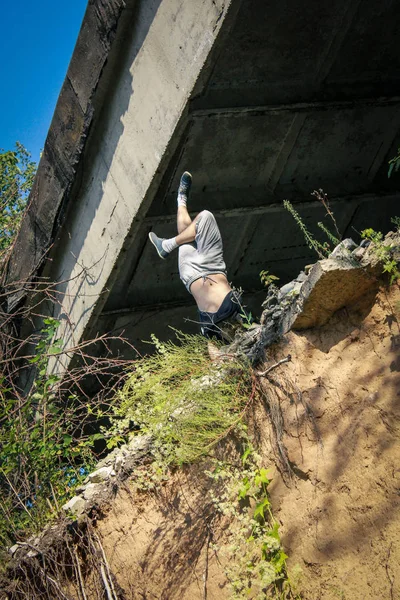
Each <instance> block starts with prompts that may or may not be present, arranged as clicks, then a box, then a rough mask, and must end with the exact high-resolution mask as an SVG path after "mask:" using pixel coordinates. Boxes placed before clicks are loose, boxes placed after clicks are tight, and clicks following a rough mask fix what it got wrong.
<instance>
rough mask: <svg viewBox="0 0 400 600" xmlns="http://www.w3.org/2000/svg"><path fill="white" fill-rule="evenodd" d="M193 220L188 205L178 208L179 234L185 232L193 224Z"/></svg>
mask: <svg viewBox="0 0 400 600" xmlns="http://www.w3.org/2000/svg"><path fill="white" fill-rule="evenodd" d="M191 222H192V219H191V218H190V215H189V213H188V210H187V208H186V205H185V206H183V205H181V206H178V212H177V213H176V225H177V229H178V234H179V233H182V232H183V231H185V229H186V228H187V227H189V225H190V224H191Z"/></svg>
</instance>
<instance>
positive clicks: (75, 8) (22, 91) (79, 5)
mask: <svg viewBox="0 0 400 600" xmlns="http://www.w3.org/2000/svg"><path fill="white" fill-rule="evenodd" d="M86 5H87V0H69V2H66V3H63V2H57V1H54V0H51V1H50V0H37V1H36V2H34V1H32V0H19V1H18V2H5V1H4V2H2V6H1V18H0V57H1V58H0V148H3V149H4V150H11V149H13V148H14V144H15V142H16V141H17V140H18V141H19V142H21V143H22V144H23V145H24V146H25V147H26V148H27V149H28V150H29V151H30V152H31V153H32V158H33V159H34V160H36V161H38V160H39V154H40V151H41V150H42V149H43V146H44V142H45V139H46V135H47V131H48V129H49V126H50V122H51V118H52V116H53V112H54V108H55V105H56V102H57V98H58V94H59V93H60V90H61V86H62V83H63V81H64V78H65V75H66V73H67V69H68V64H69V61H70V59H71V56H72V52H73V50H74V47H75V42H76V39H77V37H78V33H79V29H80V26H81V23H82V19H83V15H84V13H85V9H86Z"/></svg>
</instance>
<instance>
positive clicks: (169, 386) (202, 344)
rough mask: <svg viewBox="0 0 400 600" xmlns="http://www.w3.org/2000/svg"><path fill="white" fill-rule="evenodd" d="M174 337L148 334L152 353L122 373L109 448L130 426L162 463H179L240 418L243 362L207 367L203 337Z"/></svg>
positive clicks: (186, 458) (243, 405)
mask: <svg viewBox="0 0 400 600" xmlns="http://www.w3.org/2000/svg"><path fill="white" fill-rule="evenodd" d="M176 335H177V342H178V343H174V342H172V341H169V342H167V343H161V342H160V341H159V340H157V339H156V338H155V337H154V336H153V343H154V345H155V346H156V349H157V352H156V353H155V354H153V355H151V356H148V357H146V358H145V359H142V360H140V361H138V362H136V363H135V365H134V370H133V372H132V373H130V374H129V375H128V376H127V379H126V382H125V385H124V386H123V388H122V389H121V390H120V391H119V392H118V395H117V397H116V400H115V402H116V406H115V413H114V418H113V426H112V429H111V435H110V438H109V440H108V446H109V447H110V448H111V447H112V446H113V445H116V444H118V443H120V442H121V441H122V440H124V439H125V436H126V435H127V434H128V433H129V430H130V429H132V424H134V427H136V428H139V429H140V432H141V434H150V435H151V436H152V438H153V449H154V453H155V454H156V455H158V456H159V458H160V460H162V462H163V463H164V464H167V465H173V464H178V465H180V464H183V463H186V462H193V461H194V460H196V459H198V458H200V457H201V456H204V455H207V454H209V453H210V451H211V450H212V448H213V447H214V446H215V444H217V443H218V442H219V441H220V440H222V439H223V438H224V437H225V436H226V434H227V433H228V432H229V431H230V430H231V429H232V428H233V427H235V424H237V423H238V422H239V421H240V420H241V418H242V416H243V410H244V408H245V406H246V404H247V403H248V402H249V398H251V390H252V385H253V384H252V376H251V370H250V368H249V365H247V364H246V363H245V362H243V361H242V360H238V359H235V358H232V360H231V361H230V362H229V364H228V365H224V366H216V365H215V364H214V365H213V364H211V363H210V359H209V355H208V348H207V340H206V339H205V338H203V337H202V336H199V335H185V334H182V333H180V332H176Z"/></svg>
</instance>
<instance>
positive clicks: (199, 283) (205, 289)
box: [190, 273, 232, 313]
mask: <svg viewBox="0 0 400 600" xmlns="http://www.w3.org/2000/svg"><path fill="white" fill-rule="evenodd" d="M231 289H232V288H231V286H230V285H229V283H228V280H227V278H226V277H225V275H224V274H223V273H212V274H210V275H206V276H205V277H200V278H199V279H196V281H193V283H192V285H191V286H190V293H191V294H192V295H193V297H194V299H195V300H196V303H197V306H198V309H199V310H201V311H202V312H212V313H213V312H217V310H218V309H219V307H220V306H221V304H222V302H223V300H224V298H225V296H226V295H227V294H228V293H229V292H230V291H231Z"/></svg>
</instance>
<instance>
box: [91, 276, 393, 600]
mask: <svg viewBox="0 0 400 600" xmlns="http://www.w3.org/2000/svg"><path fill="white" fill-rule="evenodd" d="M399 321H400V292H399V288H398V287H396V286H393V287H392V289H391V290H390V292H385V291H381V292H380V293H379V294H378V296H377V297H376V298H375V296H374V295H372V296H369V297H365V298H364V299H363V301H362V302H361V303H359V305H358V306H355V307H352V308H351V309H343V310H341V311H339V312H338V313H336V315H334V317H333V318H332V319H331V320H330V322H329V323H328V324H327V325H325V326H324V327H322V328H319V329H314V330H306V331H304V332H301V333H299V332H297V333H294V332H291V333H289V334H288V335H287V336H286V338H285V340H283V341H282V342H281V343H280V344H279V345H277V346H276V347H274V348H271V349H269V351H268V360H269V362H271V361H274V360H275V359H276V360H278V359H280V358H282V357H284V356H286V355H287V354H289V353H290V354H291V356H292V362H291V363H289V364H286V365H282V366H281V367H279V368H277V369H276V370H274V371H272V372H271V373H270V376H269V377H268V380H267V379H266V380H265V393H266V400H265V402H260V403H258V404H257V405H256V406H254V409H253V414H252V422H253V433H254V436H255V438H256V439H257V441H258V444H259V446H260V448H261V453H262V456H263V461H264V464H265V466H268V467H269V466H272V465H273V464H274V461H275V463H276V464H278V468H276V467H272V472H273V482H272V484H271V485H270V491H271V496H272V503H273V509H274V514H275V516H276V518H277V519H278V520H279V522H280V523H281V528H280V530H281V535H282V541H283V545H284V547H285V551H286V553H287V554H288V555H289V560H288V565H289V570H290V571H292V572H295V571H297V572H300V582H299V584H298V585H299V591H301V597H302V598H304V599H306V600H337V599H342V600H381V599H382V600H396V599H399V598H400V567H399V565H400V523H399V508H400V506H399V505H400V450H399V441H398V440H399V433H400V408H399V407H400V327H399ZM271 410H272V411H273V413H274V415H275V422H276V423H278V424H279V423H280V425H279V427H278V429H279V428H280V427H281V428H282V440H281V441H282V442H283V444H284V445H285V446H286V448H287V456H286V458H287V460H288V463H289V465H290V468H291V471H292V474H291V476H288V474H287V473H286V474H285V473H284V465H285V457H284V455H282V456H283V458H282V456H281V459H280V461H279V460H278V461H277V456H278V454H279V452H278V450H277V447H278V446H277V427H276V425H275V426H271V419H270V417H271ZM277 416H278V419H276V417H277ZM211 519H212V509H211V505H210V502H209V499H208V495H207V484H206V481H205V479H204V478H203V477H202V475H201V470H200V469H199V468H198V467H193V468H191V469H188V470H187V471H186V472H181V473H179V474H177V475H176V477H175V479H174V480H173V481H170V482H169V483H167V484H165V485H164V486H163V487H162V490H161V492H159V493H157V494H140V495H138V494H135V493H133V492H132V488H130V487H129V483H128V485H127V486H126V488H125V489H122V490H121V491H120V492H119V493H118V496H117V498H116V501H115V503H114V504H113V506H112V508H111V509H110V512H109V513H108V515H107V516H106V518H105V519H103V520H100V521H99V522H98V530H99V533H100V534H101V537H102V540H103V545H104V547H105V550H106V553H107V556H108V558H109V561H110V566H111V568H112V570H113V572H114V574H115V575H116V577H117V579H118V582H119V584H120V585H121V586H122V587H123V588H124V589H125V592H126V597H127V598H131V599H146V600H147V599H156V598H157V599H165V600H170V599H171V600H172V599H183V600H184V599H191V600H197V599H199V600H200V599H203V598H208V599H209V600H214V599H215V600H217V599H223V598H228V597H229V596H230V590H229V585H228V584H227V582H226V579H225V576H224V573H223V569H222V566H221V564H220V562H219V559H218V557H217V556H215V554H214V553H213V552H212V549H211V548H210V547H209V545H208V541H209V529H208V528H209V524H210V522H211ZM226 527H227V523H220V524H219V525H218V526H216V527H215V526H214V533H215V536H216V538H217V539H218V540H219V542H220V543H221V544H223V542H224V539H225V536H226ZM206 572H207V589H206V590H205V586H204V575H205V573H206Z"/></svg>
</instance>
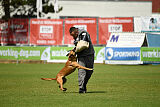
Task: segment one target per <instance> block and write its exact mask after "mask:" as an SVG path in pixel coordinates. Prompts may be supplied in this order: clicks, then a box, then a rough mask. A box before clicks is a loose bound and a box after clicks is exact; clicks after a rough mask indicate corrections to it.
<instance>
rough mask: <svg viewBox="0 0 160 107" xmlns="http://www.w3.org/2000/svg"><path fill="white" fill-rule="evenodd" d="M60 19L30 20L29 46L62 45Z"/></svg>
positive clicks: (38, 19)
mask: <svg viewBox="0 0 160 107" xmlns="http://www.w3.org/2000/svg"><path fill="white" fill-rule="evenodd" d="M62 30H63V20H62V19H31V20H30V44H34V45H62V39H63V31H62Z"/></svg>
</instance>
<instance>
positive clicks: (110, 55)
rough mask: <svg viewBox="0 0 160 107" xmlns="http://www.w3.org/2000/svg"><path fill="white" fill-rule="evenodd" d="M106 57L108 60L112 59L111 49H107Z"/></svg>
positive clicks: (112, 50)
mask: <svg viewBox="0 0 160 107" xmlns="http://www.w3.org/2000/svg"><path fill="white" fill-rule="evenodd" d="M106 56H107V58H108V59H112V57H113V49H112V48H108V49H107V50H106Z"/></svg>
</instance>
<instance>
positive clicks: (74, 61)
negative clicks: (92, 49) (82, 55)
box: [41, 50, 93, 91]
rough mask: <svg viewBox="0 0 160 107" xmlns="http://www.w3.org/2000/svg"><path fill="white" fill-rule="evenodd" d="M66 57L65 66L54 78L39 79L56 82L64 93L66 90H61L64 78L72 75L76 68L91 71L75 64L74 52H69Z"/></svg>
mask: <svg viewBox="0 0 160 107" xmlns="http://www.w3.org/2000/svg"><path fill="white" fill-rule="evenodd" d="M66 56H68V60H67V62H66V63H65V66H64V67H63V68H62V69H61V70H60V71H59V73H58V74H57V76H56V78H41V79H42V80H56V81H57V83H58V84H59V88H60V90H62V91H66V90H67V88H63V84H64V83H65V82H66V81H67V79H66V78H65V76H67V75H69V74H71V73H73V72H74V71H75V70H76V68H78V69H85V70H93V69H92V68H86V67H84V66H81V65H79V64H78V63H77V57H76V52H75V50H71V51H70V52H69V53H68V54H67V55H66Z"/></svg>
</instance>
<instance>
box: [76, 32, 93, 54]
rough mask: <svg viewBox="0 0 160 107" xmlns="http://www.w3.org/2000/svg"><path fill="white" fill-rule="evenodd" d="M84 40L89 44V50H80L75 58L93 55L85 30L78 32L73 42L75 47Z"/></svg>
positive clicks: (90, 45)
mask: <svg viewBox="0 0 160 107" xmlns="http://www.w3.org/2000/svg"><path fill="white" fill-rule="evenodd" d="M80 40H84V41H87V42H89V48H87V49H84V50H82V51H81V52H77V57H83V56H88V55H93V54H94V53H95V51H94V48H93V45H92V41H91V38H90V35H89V33H88V32H87V31H85V30H79V34H78V37H77V38H76V40H75V41H74V44H75V46H77V43H78V41H80Z"/></svg>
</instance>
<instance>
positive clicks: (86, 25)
mask: <svg viewBox="0 0 160 107" xmlns="http://www.w3.org/2000/svg"><path fill="white" fill-rule="evenodd" d="M72 26H74V27H77V28H80V29H85V30H87V31H88V33H89V34H90V36H91V40H92V43H93V44H97V25H96V18H74V19H73V18H71V19H65V35H64V44H73V41H74V40H73V38H72V37H71V36H70V34H69V29H70V27H72Z"/></svg>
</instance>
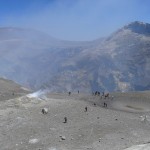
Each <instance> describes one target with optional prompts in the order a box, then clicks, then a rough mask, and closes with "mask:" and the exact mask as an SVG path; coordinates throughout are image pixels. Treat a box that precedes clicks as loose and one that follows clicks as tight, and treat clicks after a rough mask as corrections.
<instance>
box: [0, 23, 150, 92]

################

**Task instructions**. Begin at the first line of the records and please reproduce every line exactly through the one containing "337L148 334L152 353L122", leaving all pictures out.

**Exercise solution**.
Each <instance> block starts with prompts that may or may not be present, arranged as clicks, then a box, then a rough mask, and must end with the exact high-resolution mask as an SVG path after "mask:" using pixel coordinates. Boxes placed before clicks are loose, boxes placed after clicks are tight, and clicks following a rough mask fix what it got wrong.
<instance>
rough mask: <svg viewBox="0 0 400 600" xmlns="http://www.w3.org/2000/svg"><path fill="white" fill-rule="evenodd" d="M193 220L188 205L178 208L179 234L185 232L193 224Z"/></svg>
mask: <svg viewBox="0 0 400 600" xmlns="http://www.w3.org/2000/svg"><path fill="white" fill-rule="evenodd" d="M191 222H192V219H191V218H190V215H189V213H188V210H187V208H186V205H185V206H183V205H181V206H178V212H177V213H176V225H177V229H178V234H179V233H182V232H183V231H185V229H186V228H187V227H189V225H190V224H191Z"/></svg>
</instance>
<instance>
positive clicks: (75, 8) (22, 91) (79, 5)
mask: <svg viewBox="0 0 400 600" xmlns="http://www.w3.org/2000/svg"><path fill="white" fill-rule="evenodd" d="M86 5H87V0H69V2H66V3H63V2H57V1H54V0H51V1H50V0H37V1H36V2H34V1H32V0H19V1H18V2H5V1H4V2H2V6H1V18H0V57H1V58H0V148H3V149H4V150H11V149H13V148H14V144H15V142H16V141H17V140H18V141H19V142H21V143H22V144H23V145H24V146H25V147H26V148H27V149H28V150H29V151H30V152H31V153H32V158H33V159H34V160H36V161H38V160H39V154H40V151H41V150H42V149H43V146H44V142H45V139H46V135H47V131H48V129H49V126H50V122H51V118H52V116H53V112H54V108H55V105H56V102H57V98H58V94H59V93H60V90H61V86H62V83H63V81H64V78H65V75H66V73H67V69H68V64H69V61H70V59H71V56H72V52H73V50H74V47H75V42H76V39H77V37H78V33H79V29H80V26H81V23H82V19H83V15H84V13H85V9H86Z"/></svg>
</instance>
<instance>
positive clicks: (169, 386) (202, 344)
rough mask: <svg viewBox="0 0 400 600" xmlns="http://www.w3.org/2000/svg"><path fill="white" fill-rule="evenodd" d="M174 337L148 334L152 353L122 373L109 448L130 426L162 463H179L240 418L243 362L207 367L203 337Z"/></svg>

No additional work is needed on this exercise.